> Data for the task:
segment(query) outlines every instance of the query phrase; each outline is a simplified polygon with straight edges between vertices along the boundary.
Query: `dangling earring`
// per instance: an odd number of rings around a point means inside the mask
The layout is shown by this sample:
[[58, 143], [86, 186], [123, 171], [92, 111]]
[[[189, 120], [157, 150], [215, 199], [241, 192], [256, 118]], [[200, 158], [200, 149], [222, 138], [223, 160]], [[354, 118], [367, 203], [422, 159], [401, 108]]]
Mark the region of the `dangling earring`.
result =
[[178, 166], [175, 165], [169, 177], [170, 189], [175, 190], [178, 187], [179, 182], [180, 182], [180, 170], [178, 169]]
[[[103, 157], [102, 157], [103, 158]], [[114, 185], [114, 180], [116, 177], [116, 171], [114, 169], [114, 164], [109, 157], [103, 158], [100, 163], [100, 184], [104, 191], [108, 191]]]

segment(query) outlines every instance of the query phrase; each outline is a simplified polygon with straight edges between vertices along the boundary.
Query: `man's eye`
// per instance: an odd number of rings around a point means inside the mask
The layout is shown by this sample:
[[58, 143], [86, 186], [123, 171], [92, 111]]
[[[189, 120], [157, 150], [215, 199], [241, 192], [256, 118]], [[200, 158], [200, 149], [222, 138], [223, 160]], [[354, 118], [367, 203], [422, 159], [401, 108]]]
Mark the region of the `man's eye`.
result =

> Exercise brief: Nothing in the records may change; output all of them exactly.

> Task solution:
segment(query) outlines every instance of the query phrase; each outline is a simplified polygon with straight edges between vertices along the boundary.
Query: `dangling earring`
// per instance: an odd number of rings around a point means inside the mask
The layout is shown by this sample:
[[58, 143], [86, 186], [123, 171], [92, 111]]
[[[189, 120], [157, 150], [215, 199], [241, 192], [256, 118]], [[200, 158], [200, 149], [222, 138], [223, 160]], [[354, 118], [367, 203], [422, 159], [401, 108]]]
Mark the region of the `dangling earring`.
result =
[[178, 166], [175, 165], [169, 177], [170, 189], [175, 190], [178, 187], [179, 182], [180, 182], [180, 170], [178, 169]]
[[[103, 157], [102, 157], [103, 158]], [[114, 185], [114, 180], [116, 177], [116, 171], [114, 169], [114, 164], [109, 157], [103, 158], [100, 163], [100, 184], [104, 191], [108, 191]]]

segment(query) outlines every instance of the query phrase; each outline is a simplified polygon with straight edges between vertices along the boundary.
Query: `man's eye`
// per instance: an odd number of rings around a point means inside the mask
The layout is shown by this sample:
[[58, 143], [86, 186], [123, 171], [92, 111]]
[[[189, 120], [157, 150], [215, 199], [241, 192], [256, 118]], [[200, 158], [200, 149], [222, 138], [223, 160]], [[354, 118], [367, 203], [422, 159], [401, 108]]]
Mark the region of the `man's eye`.
result =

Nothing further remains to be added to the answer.